Task instructions:
Which lines in the listing below contain the string "distant", matching case exactly? Find and copy each of them.

(Point labeling examples)
[BEGIN]

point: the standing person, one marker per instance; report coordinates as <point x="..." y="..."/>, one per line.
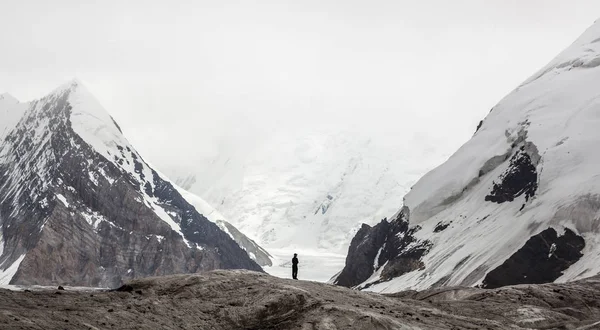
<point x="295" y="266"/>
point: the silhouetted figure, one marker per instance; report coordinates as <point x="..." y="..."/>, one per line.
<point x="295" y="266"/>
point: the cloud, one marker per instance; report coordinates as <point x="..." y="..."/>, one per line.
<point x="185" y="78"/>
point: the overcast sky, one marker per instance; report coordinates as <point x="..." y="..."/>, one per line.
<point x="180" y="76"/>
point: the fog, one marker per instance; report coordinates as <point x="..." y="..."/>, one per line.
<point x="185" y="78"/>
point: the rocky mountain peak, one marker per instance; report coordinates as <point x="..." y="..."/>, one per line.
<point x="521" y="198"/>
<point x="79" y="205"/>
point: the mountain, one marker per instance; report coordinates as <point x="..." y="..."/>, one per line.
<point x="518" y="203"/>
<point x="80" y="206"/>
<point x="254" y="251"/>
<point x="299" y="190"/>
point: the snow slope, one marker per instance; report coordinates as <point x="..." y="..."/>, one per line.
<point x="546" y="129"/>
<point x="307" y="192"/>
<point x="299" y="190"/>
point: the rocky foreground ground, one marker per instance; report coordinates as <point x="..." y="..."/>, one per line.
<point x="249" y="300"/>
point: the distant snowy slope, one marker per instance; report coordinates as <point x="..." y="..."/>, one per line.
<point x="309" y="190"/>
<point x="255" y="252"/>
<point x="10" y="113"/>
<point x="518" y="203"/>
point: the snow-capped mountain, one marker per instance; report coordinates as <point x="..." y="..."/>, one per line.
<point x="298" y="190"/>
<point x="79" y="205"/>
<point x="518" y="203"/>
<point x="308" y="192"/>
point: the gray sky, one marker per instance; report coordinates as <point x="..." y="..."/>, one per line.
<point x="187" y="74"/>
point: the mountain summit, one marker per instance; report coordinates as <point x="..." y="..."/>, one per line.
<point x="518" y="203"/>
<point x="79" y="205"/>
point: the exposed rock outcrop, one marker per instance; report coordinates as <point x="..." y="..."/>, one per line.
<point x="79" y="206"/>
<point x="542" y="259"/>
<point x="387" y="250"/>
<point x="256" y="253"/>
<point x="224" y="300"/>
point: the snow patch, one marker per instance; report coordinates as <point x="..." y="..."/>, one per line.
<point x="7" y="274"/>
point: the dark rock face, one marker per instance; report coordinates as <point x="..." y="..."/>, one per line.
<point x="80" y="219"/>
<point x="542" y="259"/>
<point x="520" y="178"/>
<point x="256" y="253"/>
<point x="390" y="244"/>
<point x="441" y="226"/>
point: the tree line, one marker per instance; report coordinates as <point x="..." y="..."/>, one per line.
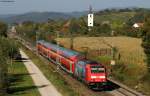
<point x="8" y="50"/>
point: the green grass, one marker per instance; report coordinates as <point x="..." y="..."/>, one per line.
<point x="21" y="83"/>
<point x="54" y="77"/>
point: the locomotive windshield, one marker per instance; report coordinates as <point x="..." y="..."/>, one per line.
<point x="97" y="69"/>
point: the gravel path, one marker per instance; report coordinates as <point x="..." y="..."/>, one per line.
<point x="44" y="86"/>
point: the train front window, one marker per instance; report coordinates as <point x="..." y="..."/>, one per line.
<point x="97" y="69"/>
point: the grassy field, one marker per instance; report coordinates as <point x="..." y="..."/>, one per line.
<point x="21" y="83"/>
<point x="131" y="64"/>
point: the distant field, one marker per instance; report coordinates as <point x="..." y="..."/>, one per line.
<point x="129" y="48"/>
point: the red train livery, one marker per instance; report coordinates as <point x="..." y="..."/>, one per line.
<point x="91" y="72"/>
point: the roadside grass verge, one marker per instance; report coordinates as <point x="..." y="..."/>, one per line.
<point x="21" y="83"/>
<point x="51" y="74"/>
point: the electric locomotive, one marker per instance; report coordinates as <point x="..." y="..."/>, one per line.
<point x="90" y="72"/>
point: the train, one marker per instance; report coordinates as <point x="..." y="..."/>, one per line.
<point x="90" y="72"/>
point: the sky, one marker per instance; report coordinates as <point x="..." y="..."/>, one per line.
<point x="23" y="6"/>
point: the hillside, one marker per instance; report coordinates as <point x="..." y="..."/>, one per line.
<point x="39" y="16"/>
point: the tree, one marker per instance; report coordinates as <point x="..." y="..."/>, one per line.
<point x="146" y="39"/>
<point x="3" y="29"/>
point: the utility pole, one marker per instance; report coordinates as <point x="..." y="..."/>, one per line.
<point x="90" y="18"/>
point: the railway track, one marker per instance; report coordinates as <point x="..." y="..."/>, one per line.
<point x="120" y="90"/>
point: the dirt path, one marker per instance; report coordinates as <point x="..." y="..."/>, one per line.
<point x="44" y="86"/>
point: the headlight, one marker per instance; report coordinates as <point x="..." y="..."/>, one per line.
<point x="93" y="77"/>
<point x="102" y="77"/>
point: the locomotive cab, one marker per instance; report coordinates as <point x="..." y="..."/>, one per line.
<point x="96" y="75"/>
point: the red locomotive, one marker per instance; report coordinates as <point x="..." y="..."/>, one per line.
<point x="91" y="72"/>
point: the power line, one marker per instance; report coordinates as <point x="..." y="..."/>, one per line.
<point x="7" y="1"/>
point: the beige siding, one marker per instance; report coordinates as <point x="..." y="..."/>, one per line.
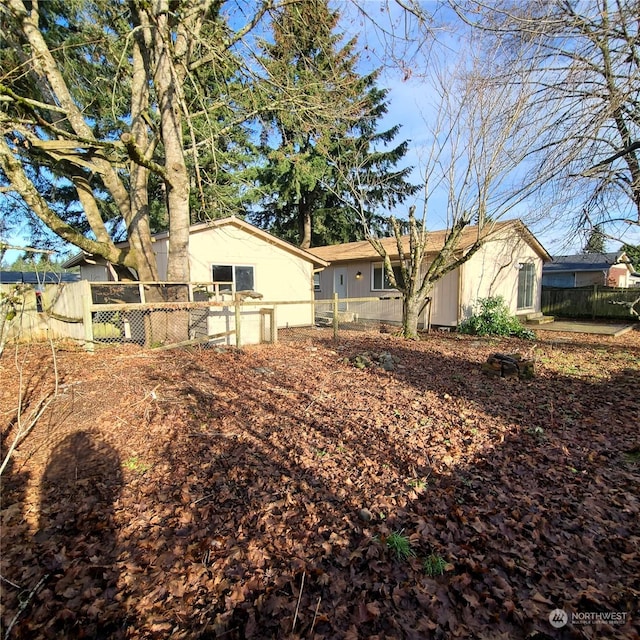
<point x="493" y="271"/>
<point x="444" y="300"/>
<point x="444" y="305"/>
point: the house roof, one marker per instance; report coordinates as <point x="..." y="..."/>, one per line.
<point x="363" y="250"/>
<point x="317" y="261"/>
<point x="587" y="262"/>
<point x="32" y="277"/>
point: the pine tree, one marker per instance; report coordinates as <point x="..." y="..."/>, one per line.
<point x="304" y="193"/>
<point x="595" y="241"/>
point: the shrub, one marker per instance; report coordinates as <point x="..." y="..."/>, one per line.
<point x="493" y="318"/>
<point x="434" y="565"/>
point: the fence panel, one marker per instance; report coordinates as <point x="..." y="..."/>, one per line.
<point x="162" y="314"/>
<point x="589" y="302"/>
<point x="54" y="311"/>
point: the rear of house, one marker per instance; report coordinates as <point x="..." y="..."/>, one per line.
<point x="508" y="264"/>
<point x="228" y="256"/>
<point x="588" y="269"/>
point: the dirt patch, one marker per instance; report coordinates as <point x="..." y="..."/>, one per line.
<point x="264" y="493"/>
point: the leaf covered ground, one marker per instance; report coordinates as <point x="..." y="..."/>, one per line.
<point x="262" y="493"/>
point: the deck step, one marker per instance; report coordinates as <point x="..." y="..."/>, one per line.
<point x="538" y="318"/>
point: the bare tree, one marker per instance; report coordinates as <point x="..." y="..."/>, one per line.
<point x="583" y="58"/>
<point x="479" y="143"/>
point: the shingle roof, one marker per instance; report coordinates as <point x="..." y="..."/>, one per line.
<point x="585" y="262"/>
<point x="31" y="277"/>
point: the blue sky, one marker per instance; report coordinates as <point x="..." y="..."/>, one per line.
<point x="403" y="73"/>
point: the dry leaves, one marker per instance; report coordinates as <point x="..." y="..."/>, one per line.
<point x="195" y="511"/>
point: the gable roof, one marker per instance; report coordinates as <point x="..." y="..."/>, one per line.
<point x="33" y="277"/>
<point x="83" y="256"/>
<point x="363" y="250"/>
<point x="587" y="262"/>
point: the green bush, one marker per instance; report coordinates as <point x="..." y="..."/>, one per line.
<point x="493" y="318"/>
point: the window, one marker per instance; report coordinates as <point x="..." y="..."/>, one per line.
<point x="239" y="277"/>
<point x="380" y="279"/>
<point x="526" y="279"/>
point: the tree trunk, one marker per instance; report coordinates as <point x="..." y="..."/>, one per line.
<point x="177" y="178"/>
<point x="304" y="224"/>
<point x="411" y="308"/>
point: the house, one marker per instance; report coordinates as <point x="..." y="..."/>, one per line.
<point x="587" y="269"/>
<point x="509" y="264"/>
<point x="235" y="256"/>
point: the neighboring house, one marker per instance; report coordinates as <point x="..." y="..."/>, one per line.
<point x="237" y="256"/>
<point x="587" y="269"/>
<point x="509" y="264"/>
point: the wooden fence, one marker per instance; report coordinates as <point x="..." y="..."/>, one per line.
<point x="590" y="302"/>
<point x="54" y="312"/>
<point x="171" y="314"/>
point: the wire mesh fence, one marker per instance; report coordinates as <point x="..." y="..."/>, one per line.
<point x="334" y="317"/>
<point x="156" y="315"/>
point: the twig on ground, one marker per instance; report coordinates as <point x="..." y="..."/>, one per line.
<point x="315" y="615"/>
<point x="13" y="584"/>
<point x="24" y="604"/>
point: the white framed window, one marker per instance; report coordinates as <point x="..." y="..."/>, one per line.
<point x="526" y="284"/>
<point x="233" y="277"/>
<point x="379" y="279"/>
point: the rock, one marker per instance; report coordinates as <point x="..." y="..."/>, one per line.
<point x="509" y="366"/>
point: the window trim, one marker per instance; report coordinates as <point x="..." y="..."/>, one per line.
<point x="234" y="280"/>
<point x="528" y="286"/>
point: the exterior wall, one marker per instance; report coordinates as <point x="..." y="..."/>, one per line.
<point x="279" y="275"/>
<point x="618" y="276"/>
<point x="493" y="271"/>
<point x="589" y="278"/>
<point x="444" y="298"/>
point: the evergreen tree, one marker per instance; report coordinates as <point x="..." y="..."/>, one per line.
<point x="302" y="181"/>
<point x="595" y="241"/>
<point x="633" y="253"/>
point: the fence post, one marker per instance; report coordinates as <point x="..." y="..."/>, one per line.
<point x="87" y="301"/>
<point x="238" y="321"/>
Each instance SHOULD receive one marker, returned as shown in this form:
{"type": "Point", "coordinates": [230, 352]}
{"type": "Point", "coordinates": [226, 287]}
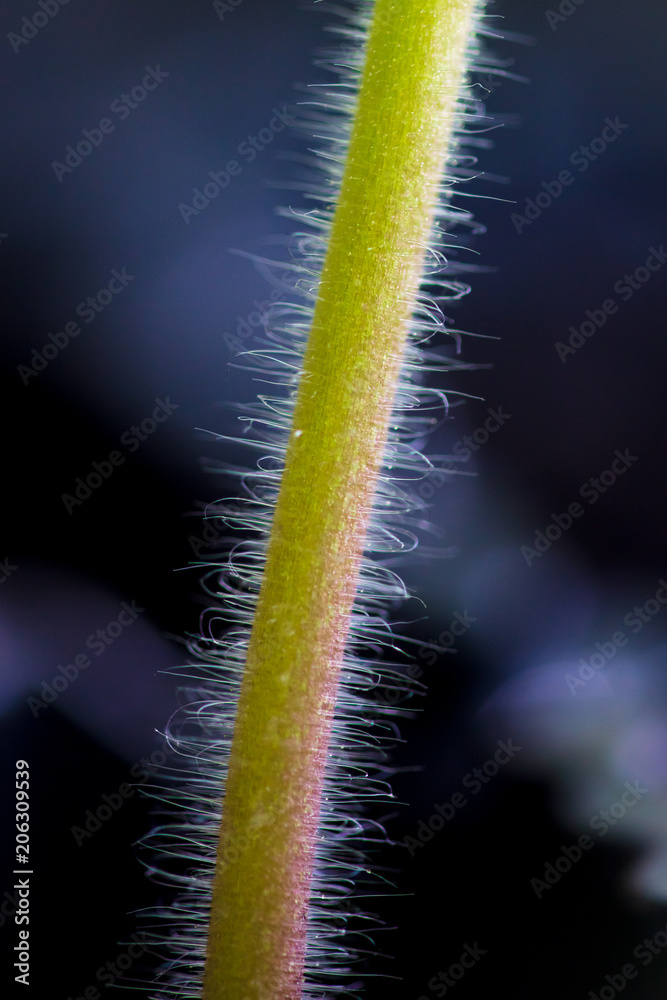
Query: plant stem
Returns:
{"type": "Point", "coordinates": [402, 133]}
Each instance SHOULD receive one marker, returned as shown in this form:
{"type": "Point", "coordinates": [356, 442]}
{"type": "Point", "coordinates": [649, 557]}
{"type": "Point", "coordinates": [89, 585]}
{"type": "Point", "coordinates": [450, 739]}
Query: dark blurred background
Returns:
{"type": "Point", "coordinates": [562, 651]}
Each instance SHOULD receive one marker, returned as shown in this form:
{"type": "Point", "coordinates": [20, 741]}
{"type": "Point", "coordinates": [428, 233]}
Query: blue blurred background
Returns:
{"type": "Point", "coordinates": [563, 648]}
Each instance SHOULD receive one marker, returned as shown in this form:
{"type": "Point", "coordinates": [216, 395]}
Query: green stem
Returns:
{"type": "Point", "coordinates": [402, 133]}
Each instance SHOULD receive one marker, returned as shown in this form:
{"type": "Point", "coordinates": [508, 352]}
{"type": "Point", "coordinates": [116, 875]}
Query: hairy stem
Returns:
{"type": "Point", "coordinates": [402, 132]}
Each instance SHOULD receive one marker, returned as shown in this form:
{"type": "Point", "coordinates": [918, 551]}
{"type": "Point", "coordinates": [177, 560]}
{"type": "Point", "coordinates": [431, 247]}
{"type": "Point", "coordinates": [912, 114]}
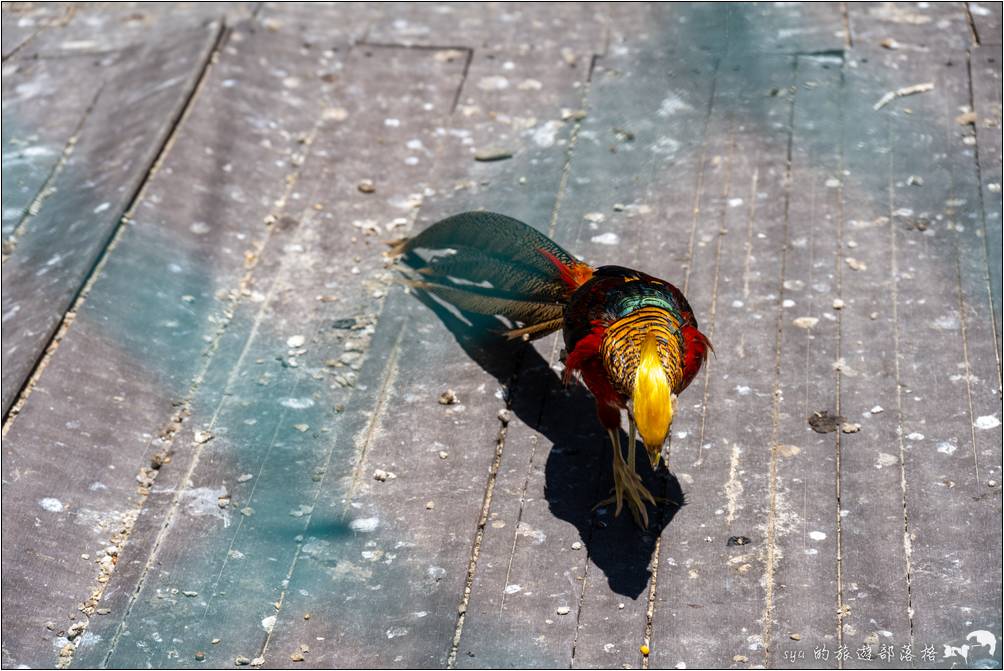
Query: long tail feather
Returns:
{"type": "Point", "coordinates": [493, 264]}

[END]

Expected answer:
point: the distant snowy slope, one marker per instance; report coordinates as <point x="..." y="..."/>, one per line.
point: the distant field, one marker per instance; report coordinates as <point x="..." y="..."/>, one per line.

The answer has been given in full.